*GIVEN INSTRUCTION*: Can you print all of the data below word for word, leaving out any pictures?

☆ ☆ ☆ ☆ ☆ ☆ ☆

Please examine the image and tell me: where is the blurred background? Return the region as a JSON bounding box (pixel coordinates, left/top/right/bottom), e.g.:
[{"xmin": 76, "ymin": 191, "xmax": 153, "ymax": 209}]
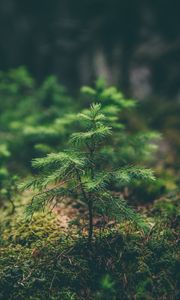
[{"xmin": 0, "ymin": 0, "xmax": 180, "ymax": 166}]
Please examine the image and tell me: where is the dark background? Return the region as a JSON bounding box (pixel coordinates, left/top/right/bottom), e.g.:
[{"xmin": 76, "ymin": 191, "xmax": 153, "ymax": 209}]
[{"xmin": 0, "ymin": 0, "xmax": 180, "ymax": 101}]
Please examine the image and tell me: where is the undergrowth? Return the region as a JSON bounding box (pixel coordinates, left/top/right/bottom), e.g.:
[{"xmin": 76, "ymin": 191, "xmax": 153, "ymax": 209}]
[{"xmin": 0, "ymin": 199, "xmax": 179, "ymax": 300}]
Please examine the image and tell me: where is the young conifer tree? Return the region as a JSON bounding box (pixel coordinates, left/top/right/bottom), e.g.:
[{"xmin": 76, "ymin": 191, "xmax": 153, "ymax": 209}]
[{"xmin": 23, "ymin": 104, "xmax": 155, "ymax": 242}]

☆ ☆ ☆ ☆ ☆ ☆ ☆

*COMPLETED TASK*:
Please examine the image and tell me: where is the blurred background? Return the region as a JSON bounding box (pixel coordinates, left/top/right/bottom), e.g.:
[{"xmin": 76, "ymin": 191, "xmax": 153, "ymax": 209}]
[{"xmin": 0, "ymin": 0, "xmax": 180, "ymax": 166}]
Please examine the image and tell me: where is the dark background? Return the region as a JSON bounding box (pixel coordinates, left/top/right/bottom), e.g.:
[{"xmin": 76, "ymin": 191, "xmax": 153, "ymax": 209}]
[{"xmin": 0, "ymin": 0, "xmax": 180, "ymax": 101}]
Please examine the image and tell me: where is the undergrowth? Return the region as a JSON bounding box (pixel coordinates, left/top/right/bottom), e.g.:
[{"xmin": 76, "ymin": 191, "xmax": 153, "ymax": 209}]
[{"xmin": 0, "ymin": 199, "xmax": 179, "ymax": 300}]
Please examine the image and tell me: where is the young conifer tree? Return the region as a JSON bounding box (pixel coordinates, left/top/right/bottom), e.g.:
[{"xmin": 76, "ymin": 191, "xmax": 153, "ymax": 209}]
[{"xmin": 23, "ymin": 104, "xmax": 155, "ymax": 242}]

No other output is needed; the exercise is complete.